■ Data section:
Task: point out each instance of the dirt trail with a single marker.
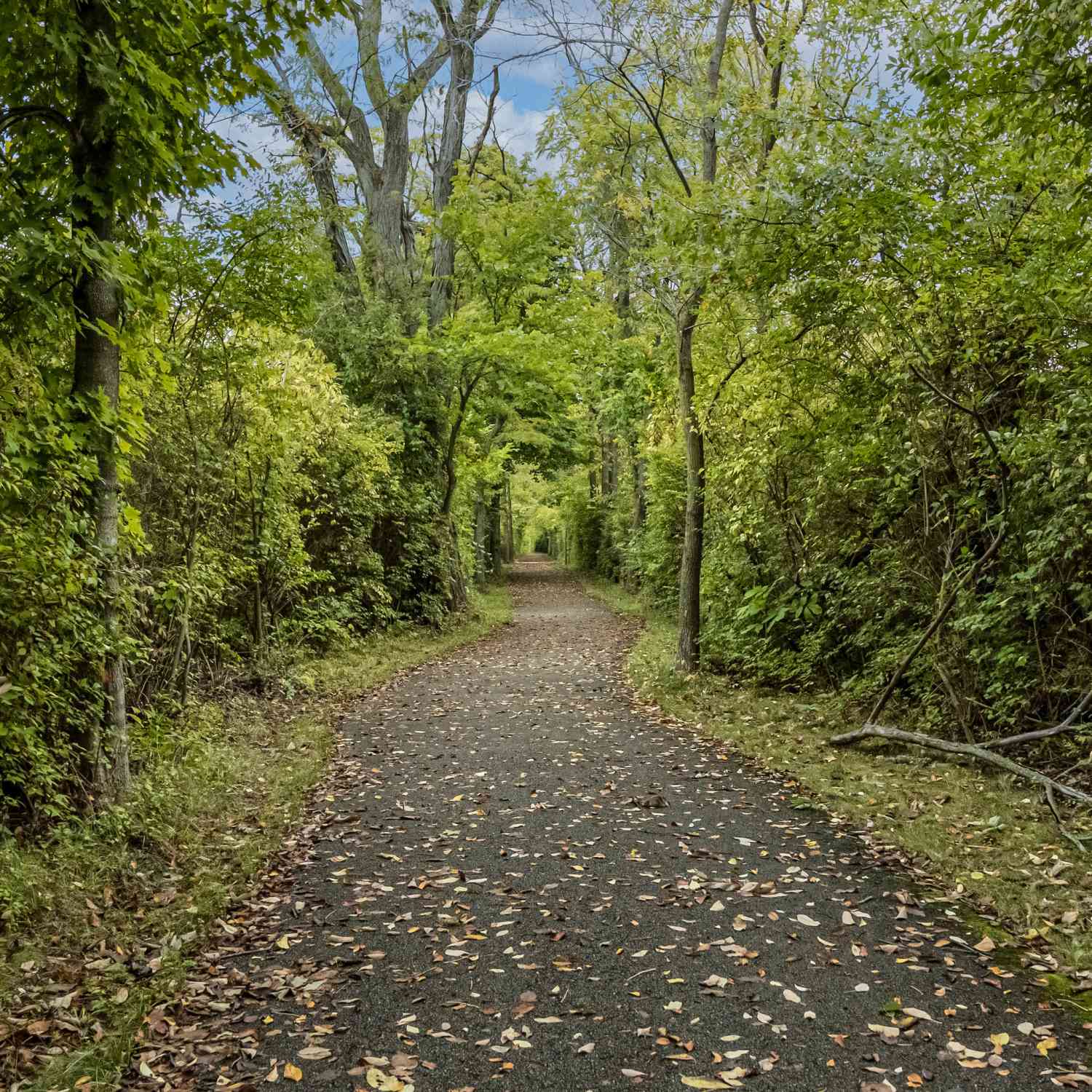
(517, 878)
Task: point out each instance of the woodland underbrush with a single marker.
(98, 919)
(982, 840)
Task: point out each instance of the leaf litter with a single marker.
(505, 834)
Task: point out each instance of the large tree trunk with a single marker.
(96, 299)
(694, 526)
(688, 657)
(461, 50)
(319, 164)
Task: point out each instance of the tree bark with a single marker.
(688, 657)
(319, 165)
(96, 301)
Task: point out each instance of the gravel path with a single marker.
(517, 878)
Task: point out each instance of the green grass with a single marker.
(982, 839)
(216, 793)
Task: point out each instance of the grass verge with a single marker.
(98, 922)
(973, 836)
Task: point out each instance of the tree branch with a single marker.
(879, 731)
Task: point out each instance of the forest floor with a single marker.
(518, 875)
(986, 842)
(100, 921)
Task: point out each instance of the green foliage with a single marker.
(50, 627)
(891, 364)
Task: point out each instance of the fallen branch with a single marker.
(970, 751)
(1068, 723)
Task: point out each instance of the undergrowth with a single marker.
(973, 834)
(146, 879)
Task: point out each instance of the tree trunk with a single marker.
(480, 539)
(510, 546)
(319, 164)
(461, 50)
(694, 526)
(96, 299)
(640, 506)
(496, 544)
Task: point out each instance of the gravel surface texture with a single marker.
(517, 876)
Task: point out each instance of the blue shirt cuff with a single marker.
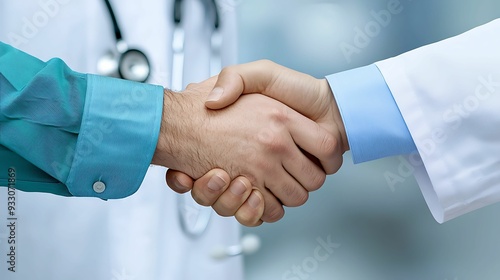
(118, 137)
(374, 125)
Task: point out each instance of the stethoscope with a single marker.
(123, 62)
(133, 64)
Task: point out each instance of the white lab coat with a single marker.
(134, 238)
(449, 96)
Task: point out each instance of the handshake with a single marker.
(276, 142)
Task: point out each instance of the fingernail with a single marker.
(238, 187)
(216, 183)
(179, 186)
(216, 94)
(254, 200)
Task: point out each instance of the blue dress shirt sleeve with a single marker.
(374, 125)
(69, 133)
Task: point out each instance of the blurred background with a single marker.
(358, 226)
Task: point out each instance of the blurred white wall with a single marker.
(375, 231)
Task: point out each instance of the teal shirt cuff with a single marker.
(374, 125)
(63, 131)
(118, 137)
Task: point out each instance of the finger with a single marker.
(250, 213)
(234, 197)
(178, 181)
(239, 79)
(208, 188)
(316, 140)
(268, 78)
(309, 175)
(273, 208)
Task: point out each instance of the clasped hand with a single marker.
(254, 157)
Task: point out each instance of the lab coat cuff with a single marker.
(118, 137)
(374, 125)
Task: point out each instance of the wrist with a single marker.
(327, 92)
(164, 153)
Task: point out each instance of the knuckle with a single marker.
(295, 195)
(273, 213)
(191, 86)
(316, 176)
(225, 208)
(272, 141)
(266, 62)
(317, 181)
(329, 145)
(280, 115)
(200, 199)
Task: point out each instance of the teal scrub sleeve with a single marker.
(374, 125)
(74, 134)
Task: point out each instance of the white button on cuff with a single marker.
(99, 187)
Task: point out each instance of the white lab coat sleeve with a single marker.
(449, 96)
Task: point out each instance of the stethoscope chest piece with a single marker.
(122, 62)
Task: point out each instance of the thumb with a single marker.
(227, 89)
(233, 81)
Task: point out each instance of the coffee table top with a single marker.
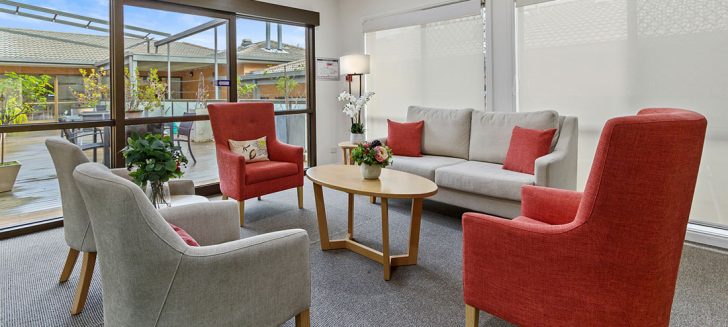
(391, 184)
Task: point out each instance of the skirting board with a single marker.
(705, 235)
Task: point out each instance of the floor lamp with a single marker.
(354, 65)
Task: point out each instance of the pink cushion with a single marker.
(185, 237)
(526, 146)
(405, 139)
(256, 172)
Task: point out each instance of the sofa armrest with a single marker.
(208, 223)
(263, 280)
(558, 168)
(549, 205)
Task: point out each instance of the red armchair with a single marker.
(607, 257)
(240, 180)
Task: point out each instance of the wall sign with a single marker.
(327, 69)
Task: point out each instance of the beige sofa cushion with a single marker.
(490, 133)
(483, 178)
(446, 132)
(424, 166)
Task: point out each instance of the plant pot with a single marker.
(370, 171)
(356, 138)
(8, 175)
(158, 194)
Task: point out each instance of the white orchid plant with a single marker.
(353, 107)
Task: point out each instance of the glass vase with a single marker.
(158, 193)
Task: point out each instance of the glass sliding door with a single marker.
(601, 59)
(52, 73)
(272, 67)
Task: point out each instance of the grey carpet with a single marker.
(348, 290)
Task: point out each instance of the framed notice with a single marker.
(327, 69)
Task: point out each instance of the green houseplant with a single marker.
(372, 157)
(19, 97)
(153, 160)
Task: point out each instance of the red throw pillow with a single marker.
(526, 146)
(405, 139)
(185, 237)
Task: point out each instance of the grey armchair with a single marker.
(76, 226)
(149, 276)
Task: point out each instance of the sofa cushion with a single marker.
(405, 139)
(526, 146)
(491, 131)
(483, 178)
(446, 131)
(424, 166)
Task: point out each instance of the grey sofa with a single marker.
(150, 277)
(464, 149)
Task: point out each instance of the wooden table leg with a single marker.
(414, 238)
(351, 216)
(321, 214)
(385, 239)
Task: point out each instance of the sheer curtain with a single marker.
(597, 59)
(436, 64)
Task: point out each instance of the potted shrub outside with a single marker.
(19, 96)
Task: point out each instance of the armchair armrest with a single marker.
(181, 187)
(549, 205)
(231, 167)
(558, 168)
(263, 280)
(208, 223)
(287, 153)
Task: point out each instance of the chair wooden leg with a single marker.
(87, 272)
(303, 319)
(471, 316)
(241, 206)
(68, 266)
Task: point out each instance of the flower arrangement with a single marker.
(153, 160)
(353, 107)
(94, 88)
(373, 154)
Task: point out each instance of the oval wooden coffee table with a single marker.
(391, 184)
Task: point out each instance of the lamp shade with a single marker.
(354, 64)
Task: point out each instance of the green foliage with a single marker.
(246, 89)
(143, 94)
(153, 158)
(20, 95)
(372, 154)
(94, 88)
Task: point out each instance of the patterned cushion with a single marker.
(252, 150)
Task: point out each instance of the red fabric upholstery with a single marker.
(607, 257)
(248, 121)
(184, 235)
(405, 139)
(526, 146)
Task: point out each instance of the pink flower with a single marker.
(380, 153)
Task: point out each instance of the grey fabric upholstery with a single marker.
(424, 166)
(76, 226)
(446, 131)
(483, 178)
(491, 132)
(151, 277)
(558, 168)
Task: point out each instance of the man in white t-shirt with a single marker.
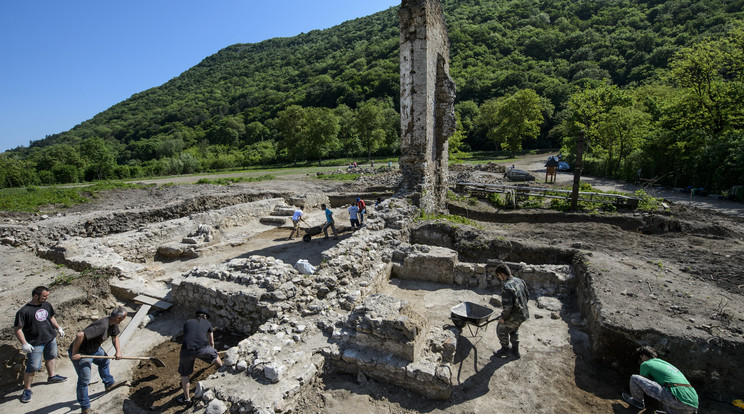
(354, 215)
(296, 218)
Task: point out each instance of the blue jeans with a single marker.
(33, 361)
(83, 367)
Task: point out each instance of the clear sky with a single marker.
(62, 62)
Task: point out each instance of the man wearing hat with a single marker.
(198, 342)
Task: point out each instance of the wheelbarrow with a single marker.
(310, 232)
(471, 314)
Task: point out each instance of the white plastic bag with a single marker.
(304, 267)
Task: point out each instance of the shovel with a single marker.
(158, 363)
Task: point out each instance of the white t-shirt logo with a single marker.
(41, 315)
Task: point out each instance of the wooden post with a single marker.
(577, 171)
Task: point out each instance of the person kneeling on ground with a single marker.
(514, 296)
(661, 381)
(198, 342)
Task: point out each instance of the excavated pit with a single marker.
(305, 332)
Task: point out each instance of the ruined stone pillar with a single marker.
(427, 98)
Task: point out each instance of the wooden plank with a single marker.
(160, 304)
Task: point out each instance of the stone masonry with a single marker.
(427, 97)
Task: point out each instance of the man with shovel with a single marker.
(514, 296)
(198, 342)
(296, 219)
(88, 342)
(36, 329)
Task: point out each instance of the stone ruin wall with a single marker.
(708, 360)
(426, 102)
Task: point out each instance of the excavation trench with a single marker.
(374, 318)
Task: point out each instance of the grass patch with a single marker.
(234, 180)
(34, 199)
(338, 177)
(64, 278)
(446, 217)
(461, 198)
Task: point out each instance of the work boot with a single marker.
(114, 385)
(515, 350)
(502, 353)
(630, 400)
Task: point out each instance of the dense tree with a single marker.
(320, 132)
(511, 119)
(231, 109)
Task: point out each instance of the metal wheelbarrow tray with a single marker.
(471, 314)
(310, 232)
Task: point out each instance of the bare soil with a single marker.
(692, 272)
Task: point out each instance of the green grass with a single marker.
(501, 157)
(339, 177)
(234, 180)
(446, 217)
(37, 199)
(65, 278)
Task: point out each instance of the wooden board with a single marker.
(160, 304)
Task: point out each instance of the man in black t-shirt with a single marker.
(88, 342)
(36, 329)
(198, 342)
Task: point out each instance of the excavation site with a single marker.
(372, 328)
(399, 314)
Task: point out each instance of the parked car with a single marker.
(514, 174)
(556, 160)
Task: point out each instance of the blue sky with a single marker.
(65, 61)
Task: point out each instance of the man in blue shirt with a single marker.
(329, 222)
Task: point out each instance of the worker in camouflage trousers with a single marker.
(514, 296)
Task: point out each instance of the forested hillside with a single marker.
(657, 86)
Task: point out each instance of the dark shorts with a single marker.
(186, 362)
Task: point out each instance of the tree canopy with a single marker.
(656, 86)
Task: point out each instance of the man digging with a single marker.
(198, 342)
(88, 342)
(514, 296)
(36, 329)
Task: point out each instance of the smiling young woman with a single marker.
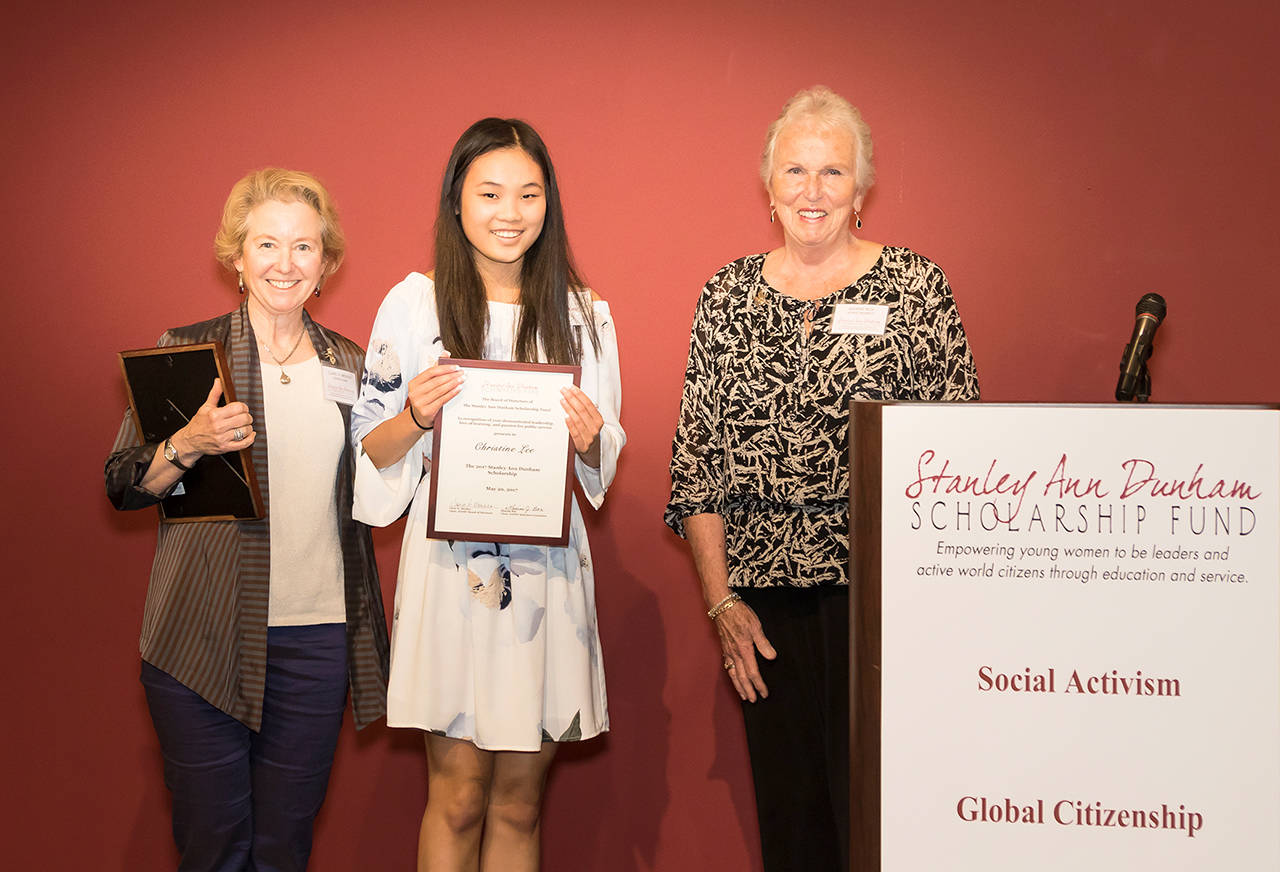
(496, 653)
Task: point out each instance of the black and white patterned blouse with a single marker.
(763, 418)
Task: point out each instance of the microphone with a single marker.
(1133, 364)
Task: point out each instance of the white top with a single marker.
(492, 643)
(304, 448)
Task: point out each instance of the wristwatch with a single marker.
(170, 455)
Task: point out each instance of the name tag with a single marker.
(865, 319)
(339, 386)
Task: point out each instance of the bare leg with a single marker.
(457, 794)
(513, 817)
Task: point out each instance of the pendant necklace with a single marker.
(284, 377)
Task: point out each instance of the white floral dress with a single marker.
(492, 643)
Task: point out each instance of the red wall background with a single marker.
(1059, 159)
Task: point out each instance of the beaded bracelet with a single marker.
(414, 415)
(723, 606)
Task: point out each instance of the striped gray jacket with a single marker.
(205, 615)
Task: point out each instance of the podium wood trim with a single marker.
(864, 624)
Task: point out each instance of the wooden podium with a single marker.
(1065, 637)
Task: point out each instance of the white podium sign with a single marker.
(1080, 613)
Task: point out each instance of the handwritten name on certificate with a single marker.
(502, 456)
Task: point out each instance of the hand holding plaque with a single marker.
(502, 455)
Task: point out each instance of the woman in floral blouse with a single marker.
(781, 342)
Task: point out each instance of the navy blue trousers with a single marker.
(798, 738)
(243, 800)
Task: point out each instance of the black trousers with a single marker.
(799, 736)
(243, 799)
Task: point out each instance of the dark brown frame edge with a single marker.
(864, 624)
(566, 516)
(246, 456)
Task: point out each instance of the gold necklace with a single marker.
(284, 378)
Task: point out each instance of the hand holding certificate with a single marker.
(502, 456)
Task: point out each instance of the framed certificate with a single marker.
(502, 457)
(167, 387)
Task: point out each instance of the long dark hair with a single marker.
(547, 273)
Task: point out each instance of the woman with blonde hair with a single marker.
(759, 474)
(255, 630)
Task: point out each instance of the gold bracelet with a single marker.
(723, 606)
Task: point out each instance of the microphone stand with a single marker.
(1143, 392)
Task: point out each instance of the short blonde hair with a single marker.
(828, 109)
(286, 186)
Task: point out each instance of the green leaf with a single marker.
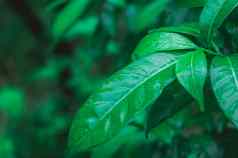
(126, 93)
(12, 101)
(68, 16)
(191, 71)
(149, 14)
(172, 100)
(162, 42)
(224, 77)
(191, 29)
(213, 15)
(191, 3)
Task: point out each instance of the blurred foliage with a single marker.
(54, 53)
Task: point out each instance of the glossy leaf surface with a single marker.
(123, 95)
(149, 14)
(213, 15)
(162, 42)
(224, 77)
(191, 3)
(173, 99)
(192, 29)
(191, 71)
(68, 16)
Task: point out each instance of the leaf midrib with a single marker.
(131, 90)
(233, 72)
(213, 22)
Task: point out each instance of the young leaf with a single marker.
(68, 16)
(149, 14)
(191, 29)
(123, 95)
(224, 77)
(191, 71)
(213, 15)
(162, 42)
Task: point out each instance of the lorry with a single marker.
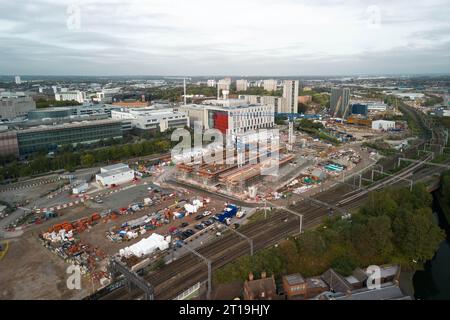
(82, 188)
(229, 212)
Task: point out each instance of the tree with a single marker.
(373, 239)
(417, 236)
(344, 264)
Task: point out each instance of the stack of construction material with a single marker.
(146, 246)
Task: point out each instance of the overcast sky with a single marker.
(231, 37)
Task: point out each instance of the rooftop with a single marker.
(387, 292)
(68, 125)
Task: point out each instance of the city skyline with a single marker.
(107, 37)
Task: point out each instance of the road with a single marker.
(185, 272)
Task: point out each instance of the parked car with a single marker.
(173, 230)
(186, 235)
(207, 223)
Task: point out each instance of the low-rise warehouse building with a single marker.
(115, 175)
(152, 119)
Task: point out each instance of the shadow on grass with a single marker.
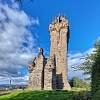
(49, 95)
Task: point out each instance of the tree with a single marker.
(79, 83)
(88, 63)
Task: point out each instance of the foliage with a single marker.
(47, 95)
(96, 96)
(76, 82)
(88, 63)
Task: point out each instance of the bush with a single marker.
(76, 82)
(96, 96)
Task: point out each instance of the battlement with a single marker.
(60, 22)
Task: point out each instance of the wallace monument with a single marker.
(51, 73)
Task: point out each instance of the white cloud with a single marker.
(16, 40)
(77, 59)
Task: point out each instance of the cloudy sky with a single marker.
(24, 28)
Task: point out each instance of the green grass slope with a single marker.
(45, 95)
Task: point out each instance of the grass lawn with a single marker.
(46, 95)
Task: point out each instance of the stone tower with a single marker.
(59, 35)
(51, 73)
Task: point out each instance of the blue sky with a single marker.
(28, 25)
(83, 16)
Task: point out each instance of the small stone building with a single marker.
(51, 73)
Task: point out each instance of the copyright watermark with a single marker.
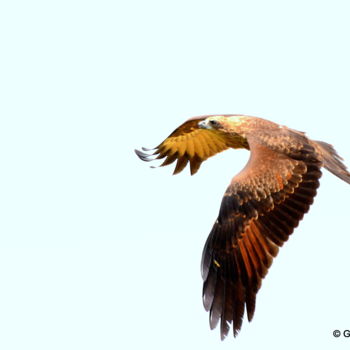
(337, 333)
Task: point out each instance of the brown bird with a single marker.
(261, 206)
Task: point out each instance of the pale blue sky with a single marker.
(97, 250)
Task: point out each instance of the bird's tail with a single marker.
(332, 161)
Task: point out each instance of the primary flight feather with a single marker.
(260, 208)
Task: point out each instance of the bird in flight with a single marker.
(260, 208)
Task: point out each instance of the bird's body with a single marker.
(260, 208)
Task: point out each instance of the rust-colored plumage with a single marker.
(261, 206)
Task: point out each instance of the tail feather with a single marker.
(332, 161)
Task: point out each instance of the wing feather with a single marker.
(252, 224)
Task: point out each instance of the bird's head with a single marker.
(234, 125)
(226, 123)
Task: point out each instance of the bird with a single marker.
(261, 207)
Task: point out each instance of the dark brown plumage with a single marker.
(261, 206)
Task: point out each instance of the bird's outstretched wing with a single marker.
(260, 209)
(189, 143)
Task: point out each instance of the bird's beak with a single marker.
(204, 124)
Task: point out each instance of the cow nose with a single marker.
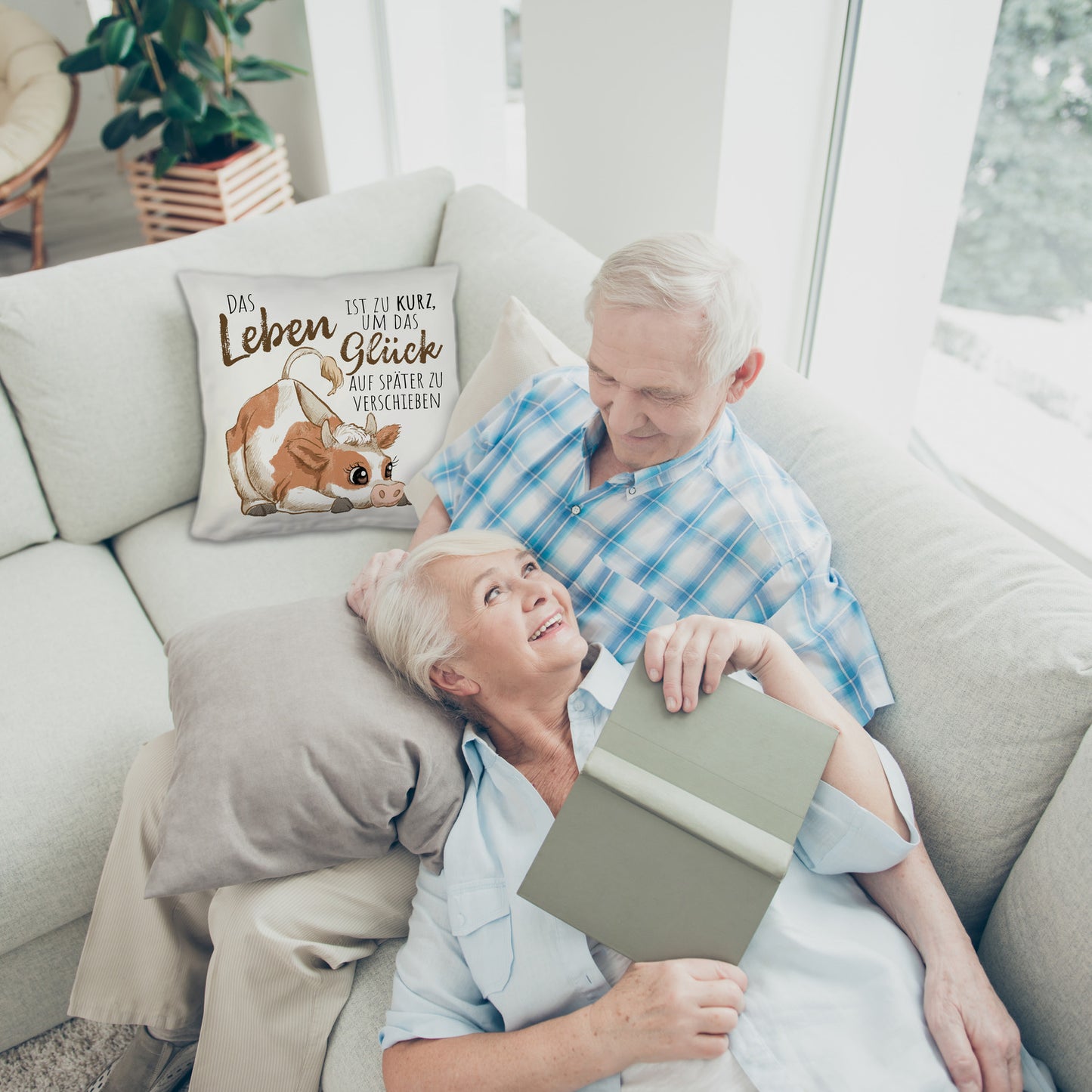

■ Aim of the exercise:
Please quote the records above exactly, beginning at the line that contains "Task: point out each instance of the bush" and ending at their last line. Leave the pictures out.

■ Correct result:
Task: point out each instance of the bush with a single marker.
(76, 82)
(96, 96)
Task: point out each instance of the battlement with a single marker.
(60, 22)
Task: point out each instance of the wallace monument with a single marker.
(51, 73)
Task: point out each instance of the white cloud with a single marker.
(16, 40)
(77, 59)
Task: point out each instance of the cloudy sky with a single marker.
(24, 28)
Task: point out each instance of the green grass slope with a single marker.
(45, 95)
Task: point out each instance of the grass lawn with a single marker.
(46, 95)
Task: point out each instance of the stone tower with a single marker.
(59, 35)
(51, 73)
Task: point out each instance of the blue sky with a single marker.
(28, 25)
(83, 16)
Task: point out each instance of the small stone building with a single marker.
(51, 73)
Task: point out each instance of the copyright watermark with a single marker.
(337, 333)
Task: point out each instance of the brown bird with a single marker.
(261, 206)
Task: point out each instance of the pale blue sky with a single marker.
(97, 250)
Task: point out each instance of the bird's tail with a single marker.
(332, 161)
Task: point out each instance of the primary flight feather with a single marker.
(260, 208)
Task: point out each instance of the bird in flight with a single marker.
(260, 208)
Task: point out each instance of the bird's body with a single marker.
(260, 208)
Task: point out each instance of the rust-colored plumage with a single marker.
(261, 206)
Task: point out each instance of the tail feather with a single marker.
(332, 161)
Task: point out each instance of the wing feather with a single marker.
(252, 224)
Task: point out each instance of the bird's head with a single marker.
(234, 125)
(226, 123)
Task: point out each instance of the bird with a single marker.
(261, 207)
Task: point out each instance of the dark brown plumage with a single marker.
(261, 206)
Task: point out each instance of the bird's outstretched wing with a single marker.
(260, 209)
(189, 143)
Task: point out each instance of the bird's beak with a single marker.
(204, 124)
Task: point out each instance of the cow nose with a single marker.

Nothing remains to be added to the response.